Skip the pictures and retype exactly the lines from the one holding "Target: patch of flowers" through the end of the entries.

Recorded data
·····

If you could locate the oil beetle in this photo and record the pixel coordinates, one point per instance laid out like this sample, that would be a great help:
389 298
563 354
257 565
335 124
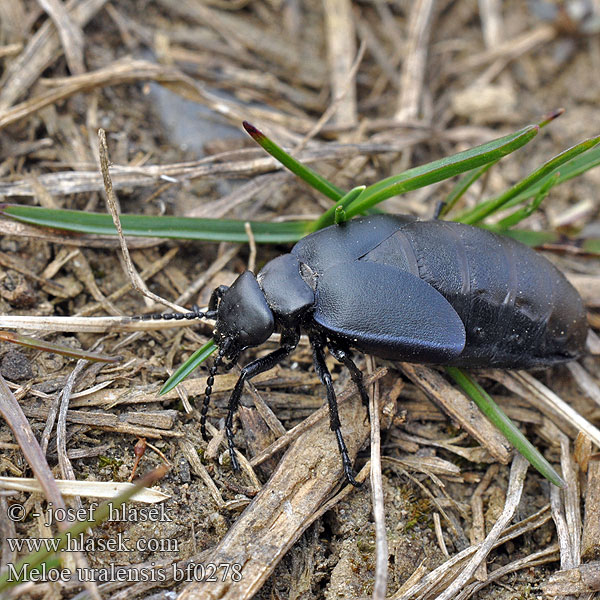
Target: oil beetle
401 289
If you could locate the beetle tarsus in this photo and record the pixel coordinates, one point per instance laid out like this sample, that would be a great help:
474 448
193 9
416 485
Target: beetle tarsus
334 417
289 341
346 462
356 375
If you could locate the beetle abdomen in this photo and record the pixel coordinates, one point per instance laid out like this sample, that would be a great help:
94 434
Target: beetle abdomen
517 308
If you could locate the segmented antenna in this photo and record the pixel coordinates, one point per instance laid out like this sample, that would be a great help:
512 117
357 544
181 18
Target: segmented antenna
195 313
208 391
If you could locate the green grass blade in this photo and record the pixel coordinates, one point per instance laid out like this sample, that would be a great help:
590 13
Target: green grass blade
438 171
185 228
575 167
493 412
305 173
339 210
45 346
462 186
491 206
525 211
188 366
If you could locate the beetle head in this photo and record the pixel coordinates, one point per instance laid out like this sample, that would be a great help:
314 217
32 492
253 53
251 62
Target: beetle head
244 318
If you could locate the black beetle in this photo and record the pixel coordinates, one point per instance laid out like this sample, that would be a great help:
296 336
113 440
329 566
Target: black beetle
419 291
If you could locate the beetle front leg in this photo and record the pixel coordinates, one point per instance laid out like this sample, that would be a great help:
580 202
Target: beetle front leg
334 418
289 341
356 375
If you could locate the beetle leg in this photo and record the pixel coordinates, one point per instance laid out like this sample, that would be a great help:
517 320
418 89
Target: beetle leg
356 375
289 341
334 418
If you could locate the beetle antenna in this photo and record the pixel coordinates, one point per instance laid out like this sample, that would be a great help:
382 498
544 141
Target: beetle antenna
210 380
195 313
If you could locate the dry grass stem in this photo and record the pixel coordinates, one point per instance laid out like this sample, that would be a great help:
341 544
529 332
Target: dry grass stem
415 58
460 409
382 553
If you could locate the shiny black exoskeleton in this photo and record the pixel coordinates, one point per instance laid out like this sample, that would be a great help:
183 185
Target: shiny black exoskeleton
420 291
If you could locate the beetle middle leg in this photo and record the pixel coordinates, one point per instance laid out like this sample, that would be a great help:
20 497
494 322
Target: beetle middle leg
289 341
334 418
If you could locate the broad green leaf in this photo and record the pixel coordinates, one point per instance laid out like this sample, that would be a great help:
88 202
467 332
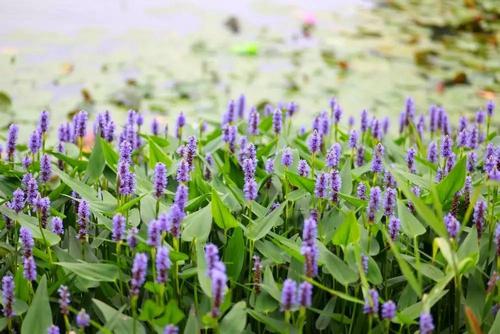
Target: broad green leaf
336 267
348 231
31 223
234 254
405 268
100 272
221 214
259 228
39 316
346 176
235 320
116 321
422 209
410 225
197 225
300 181
453 182
203 278
96 164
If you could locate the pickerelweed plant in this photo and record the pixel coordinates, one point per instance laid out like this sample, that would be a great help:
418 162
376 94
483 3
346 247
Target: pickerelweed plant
252 225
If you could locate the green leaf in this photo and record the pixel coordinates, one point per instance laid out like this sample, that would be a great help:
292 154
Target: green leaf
336 267
116 321
222 216
31 223
197 225
234 254
156 154
100 272
235 320
39 316
410 225
259 228
348 231
452 183
405 268
346 177
203 279
96 164
300 181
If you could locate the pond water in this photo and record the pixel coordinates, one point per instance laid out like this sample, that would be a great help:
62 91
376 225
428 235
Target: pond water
163 57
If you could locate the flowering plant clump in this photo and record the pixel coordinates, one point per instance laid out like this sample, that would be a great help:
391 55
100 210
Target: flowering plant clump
252 225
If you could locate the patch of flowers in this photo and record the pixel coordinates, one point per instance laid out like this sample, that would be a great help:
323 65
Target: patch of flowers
252 225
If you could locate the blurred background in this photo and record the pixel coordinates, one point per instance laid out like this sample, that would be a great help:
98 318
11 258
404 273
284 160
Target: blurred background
165 56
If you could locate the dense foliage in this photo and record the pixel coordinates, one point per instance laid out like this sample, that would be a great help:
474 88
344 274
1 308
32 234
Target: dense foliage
252 225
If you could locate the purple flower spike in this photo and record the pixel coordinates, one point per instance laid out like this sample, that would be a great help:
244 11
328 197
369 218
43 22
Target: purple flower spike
27 242
410 160
388 310
219 280
452 225
154 233
183 171
394 225
353 138
8 296
333 155
80 124
389 201
175 217
11 141
18 201
287 157
241 106
119 225
490 108
82 319
377 160
288 295
305 294
432 153
269 166
277 121
371 303
250 189
373 203
303 168
35 141
181 121
426 323
132 238
83 219
479 216
336 184
160 179
446 146
139 269
29 268
155 127
171 329
314 142
43 123
53 330
45 168
364 121
64 299
253 122
322 183
162 264
57 226
360 156
361 191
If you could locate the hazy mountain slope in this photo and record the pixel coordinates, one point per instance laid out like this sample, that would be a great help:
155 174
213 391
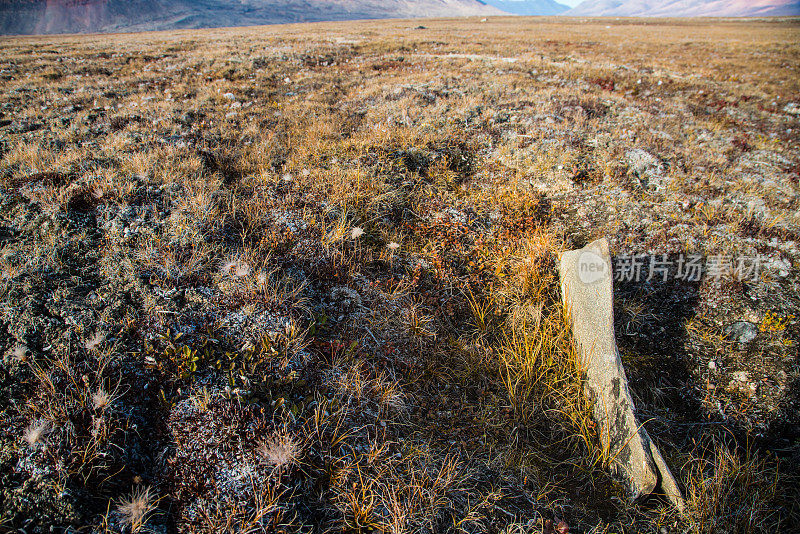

·····

§ **Output of the exercise**
Target: patch of flowers
252 225
If you could locate the blurred background in this photo and record the pixel coordinates, one point per instance laid out like this sample, that would be a great help:
98 318
11 258
404 273
284 160
Target: blurred background
165 56
If you could locate the dense foliage in this photo and record the pixel coordinates, one point per instance laid out like this sample, that would be a great help:
474 88
344 274
1 308
32 234
Target: dense foliage
252 225
If you could locate the purple flower spike in this photo and record the pixel coordinates, one point per instance laid out like this sample, that would be a great help:
244 11
328 197
369 218
43 22
Target: purple flower spike
27 242
410 160
388 310
219 280
452 225
154 233
183 171
394 225
353 138
8 296
333 155
80 124
389 201
175 217
11 141
18 201
287 157
241 106
119 225
490 108
82 319
377 160
288 295
305 294
432 153
269 166
277 121
371 303
250 189
373 203
303 168
35 141
181 121
426 323
132 238
83 219
479 216
336 184
160 179
446 146
139 269
29 268
155 127
171 329
314 142
43 123
53 330
45 168
364 121
64 299
253 122
322 183
162 264
57 226
360 156
361 191
If you could locate the hazy mountain slope in this photo and record the pixel coordinates, one point per instance laid out like this sample, that would be a great help:
155 174
213 391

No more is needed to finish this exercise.